Petikan Teks
····················
"Ya, saya sampaikan tadi ke kasatpol. Saya juga nggak kepingin anggota saya yang niatnya menertibkan. Itu kan sudah kita berikan waktu (sosialisasi) sehingga kita tidak membunuh atau mematikan usaha itu," kata Risma kepada wartawan di kediamannya Jalan Sedap Malam, Rabu (27/2/2019).
Dikatakan Risma, saat ini pihaknya sudah melaporkan ke pihak polisi untuk memprosesnya secara hukum.
"Lanjut kita sudah lapor ke polisi dan kita punya rekaman siapa orangnya dan kita akan pasang di kamera itu. Dan saya sampaikan kita ada face recognition yang kita bisa pantau kita bisa nangkap orang itu," terang Risma.
"Sekarang lari ke luar kota kita bisa tangkap dengan face recignition itu kita bisa tangkap orang itu kalau dia masuk ke Surabaya lagi," lanjut alumnus ITS itu.
Risma menambahkan, saat ini ia telah berkoordinasi dengan tentara dan polisi untuk nantinya turut membantu dalam setiap penertiban. Hal itu juga bertujuan agar kejadian kekerasan terhadap Satpol PP tidak terulang kembali.
····················
Data yang Diberikan
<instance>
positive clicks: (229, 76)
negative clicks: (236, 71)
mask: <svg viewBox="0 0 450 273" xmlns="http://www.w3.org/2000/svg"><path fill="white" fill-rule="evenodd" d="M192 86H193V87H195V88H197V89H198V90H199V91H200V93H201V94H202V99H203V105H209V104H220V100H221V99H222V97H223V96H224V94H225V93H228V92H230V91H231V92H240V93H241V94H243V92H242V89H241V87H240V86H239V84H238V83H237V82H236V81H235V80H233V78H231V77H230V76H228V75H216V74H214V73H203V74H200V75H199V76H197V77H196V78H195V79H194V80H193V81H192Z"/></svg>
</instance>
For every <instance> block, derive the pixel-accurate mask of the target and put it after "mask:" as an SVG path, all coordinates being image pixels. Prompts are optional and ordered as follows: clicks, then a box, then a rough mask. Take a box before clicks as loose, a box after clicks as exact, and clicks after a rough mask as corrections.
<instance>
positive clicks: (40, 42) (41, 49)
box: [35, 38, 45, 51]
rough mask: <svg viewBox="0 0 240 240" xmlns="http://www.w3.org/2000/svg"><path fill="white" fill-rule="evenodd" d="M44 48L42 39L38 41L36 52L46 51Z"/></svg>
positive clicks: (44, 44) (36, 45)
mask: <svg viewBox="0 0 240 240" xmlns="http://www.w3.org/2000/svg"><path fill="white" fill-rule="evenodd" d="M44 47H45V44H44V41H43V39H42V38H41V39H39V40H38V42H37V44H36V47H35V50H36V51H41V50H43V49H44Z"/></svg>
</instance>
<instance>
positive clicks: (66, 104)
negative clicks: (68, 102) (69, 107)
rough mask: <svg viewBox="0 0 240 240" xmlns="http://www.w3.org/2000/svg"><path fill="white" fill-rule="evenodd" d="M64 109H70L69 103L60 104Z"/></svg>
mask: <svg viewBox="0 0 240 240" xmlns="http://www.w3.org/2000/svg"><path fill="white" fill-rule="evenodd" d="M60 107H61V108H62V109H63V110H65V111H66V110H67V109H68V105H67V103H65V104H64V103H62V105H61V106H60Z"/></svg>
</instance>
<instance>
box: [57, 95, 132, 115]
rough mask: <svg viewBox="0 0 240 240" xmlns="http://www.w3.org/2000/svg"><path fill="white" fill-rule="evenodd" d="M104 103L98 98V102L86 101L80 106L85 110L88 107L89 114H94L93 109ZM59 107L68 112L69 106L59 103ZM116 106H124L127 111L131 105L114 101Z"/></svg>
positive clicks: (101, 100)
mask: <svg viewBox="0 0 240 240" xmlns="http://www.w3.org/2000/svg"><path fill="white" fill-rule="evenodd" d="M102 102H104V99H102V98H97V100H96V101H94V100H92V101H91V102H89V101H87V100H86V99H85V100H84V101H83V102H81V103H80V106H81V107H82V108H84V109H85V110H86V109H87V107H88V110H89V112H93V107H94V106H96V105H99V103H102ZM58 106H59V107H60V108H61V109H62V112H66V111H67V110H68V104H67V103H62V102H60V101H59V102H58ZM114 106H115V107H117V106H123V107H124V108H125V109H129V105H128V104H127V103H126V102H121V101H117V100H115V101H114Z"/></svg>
····················
Soal Latihan
**1.** Menurut petikan berita tentang Risma dan Satpol PP, di mana Risma memberikan keterangan kepada wartawan?
**2.** Dalam petikan berita tentang Risma dan Satpol PP, siapa saja pihak yang disebut telah diberi tahu, dilapori, atau diajak berkoordinasi oleh Risma? Sebutkan semuanya.
**3.** Lanjutkan petikan berita tentang Risma dan Satpol PP setelah kalimat terakhirnya.

Kunci Jawaban
**1.** Di kediamannya di Jalan Sedap Malam.

**2.** Kasatpol, polisi, dan tentara.

**3.**
"Nah, kami akan minta bantuan garnisun dan polisi untuk ini. Saya sudah berkali-kali bilang tolong berhati-hati (terutama) yang sering rawan. Karena saya jaga kota ini agar ini aman," tegasnya.
"Contohnya sekarang pos-pos pengamanan kini ada lebih 11 pos yang kita sebar yang kita indikasikan jambret (kejahatan) terutama malam hari, saya tambah lampu ada pos pengamanan," imbuhnya.
Risma menuturkan, hal itu dilakukan, karena Satpol PP tidak memungkinkan membawa senjata api. Sedangkan alat untuk melindungi diri hanya sebatas rompi.
"Kan izinnya itu susah. Izinnya kalau megang senjata harus ada tes psikologi. Sebetulnya sudah pakai rompi itu. Tapi kemarin itu kan kena tangannya," tandas Risma. (fat/iwd)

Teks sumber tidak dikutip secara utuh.